Data to process:
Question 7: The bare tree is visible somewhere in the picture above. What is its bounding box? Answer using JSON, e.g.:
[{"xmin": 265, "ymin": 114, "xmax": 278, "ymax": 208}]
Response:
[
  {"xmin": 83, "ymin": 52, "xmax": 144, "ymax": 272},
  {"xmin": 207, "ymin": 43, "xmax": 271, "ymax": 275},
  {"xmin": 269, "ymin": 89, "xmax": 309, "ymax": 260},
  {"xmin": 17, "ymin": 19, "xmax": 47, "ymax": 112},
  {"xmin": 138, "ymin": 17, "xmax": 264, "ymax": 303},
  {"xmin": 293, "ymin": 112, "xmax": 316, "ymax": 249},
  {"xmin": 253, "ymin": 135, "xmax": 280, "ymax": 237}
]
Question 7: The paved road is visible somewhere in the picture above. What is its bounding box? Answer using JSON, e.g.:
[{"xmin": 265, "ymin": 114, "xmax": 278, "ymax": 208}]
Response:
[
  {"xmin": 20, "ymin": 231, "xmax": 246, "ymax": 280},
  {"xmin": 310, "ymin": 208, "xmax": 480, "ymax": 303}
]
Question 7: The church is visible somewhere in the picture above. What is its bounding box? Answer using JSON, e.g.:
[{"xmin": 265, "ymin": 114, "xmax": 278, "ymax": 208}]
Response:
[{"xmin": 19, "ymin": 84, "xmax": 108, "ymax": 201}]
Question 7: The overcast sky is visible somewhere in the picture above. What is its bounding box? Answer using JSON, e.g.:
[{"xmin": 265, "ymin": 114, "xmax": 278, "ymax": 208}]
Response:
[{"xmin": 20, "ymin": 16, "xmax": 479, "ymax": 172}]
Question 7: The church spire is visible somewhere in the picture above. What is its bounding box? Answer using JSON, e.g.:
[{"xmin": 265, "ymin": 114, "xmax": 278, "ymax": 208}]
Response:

What you will do: Rewrite the material from the line containing "Question 7: The overcast" through its final line, substituting "bell tower" for "church spire" and leaving everything else unchanged.

The completed task:
Question 7: The overcast sky is visible somewhere in the picture above. What is its bounding box? Answer using JSON, e.g.:
[{"xmin": 265, "ymin": 114, "xmax": 278, "ymax": 208}]
Response:
[{"xmin": 20, "ymin": 16, "xmax": 479, "ymax": 172}]
Question 7: The bell tower is visible somewhere in the picture above. What is its bounding box? Answer using JSON, e.g.:
[{"xmin": 265, "ymin": 114, "xmax": 278, "ymax": 208}]
Response:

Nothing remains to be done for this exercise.